Lines where the string "door" appears are to be copied from the entries below.

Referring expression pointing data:
□ □ □

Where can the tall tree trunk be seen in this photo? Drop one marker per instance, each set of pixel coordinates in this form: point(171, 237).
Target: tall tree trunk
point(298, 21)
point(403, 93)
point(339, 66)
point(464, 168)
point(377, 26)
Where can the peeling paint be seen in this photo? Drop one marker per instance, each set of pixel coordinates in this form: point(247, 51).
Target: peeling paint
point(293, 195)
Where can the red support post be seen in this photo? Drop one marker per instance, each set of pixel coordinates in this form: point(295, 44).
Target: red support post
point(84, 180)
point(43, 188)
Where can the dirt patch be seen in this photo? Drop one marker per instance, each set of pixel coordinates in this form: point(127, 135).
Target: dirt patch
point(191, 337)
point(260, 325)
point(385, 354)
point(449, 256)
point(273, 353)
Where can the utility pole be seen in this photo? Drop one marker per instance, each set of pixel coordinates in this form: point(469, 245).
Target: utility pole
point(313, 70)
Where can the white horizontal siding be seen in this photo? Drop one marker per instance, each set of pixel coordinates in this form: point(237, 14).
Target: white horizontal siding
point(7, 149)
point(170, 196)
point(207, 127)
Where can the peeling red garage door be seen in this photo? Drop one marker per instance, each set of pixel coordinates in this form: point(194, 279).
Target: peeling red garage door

□ □ □

▶ _Solution to this exercise_
Where can the peeling red garage door be seen in this photo? Drop one marker per instance, each set of pixel coordinates in this form: point(194, 279).
Target: peeling red garage door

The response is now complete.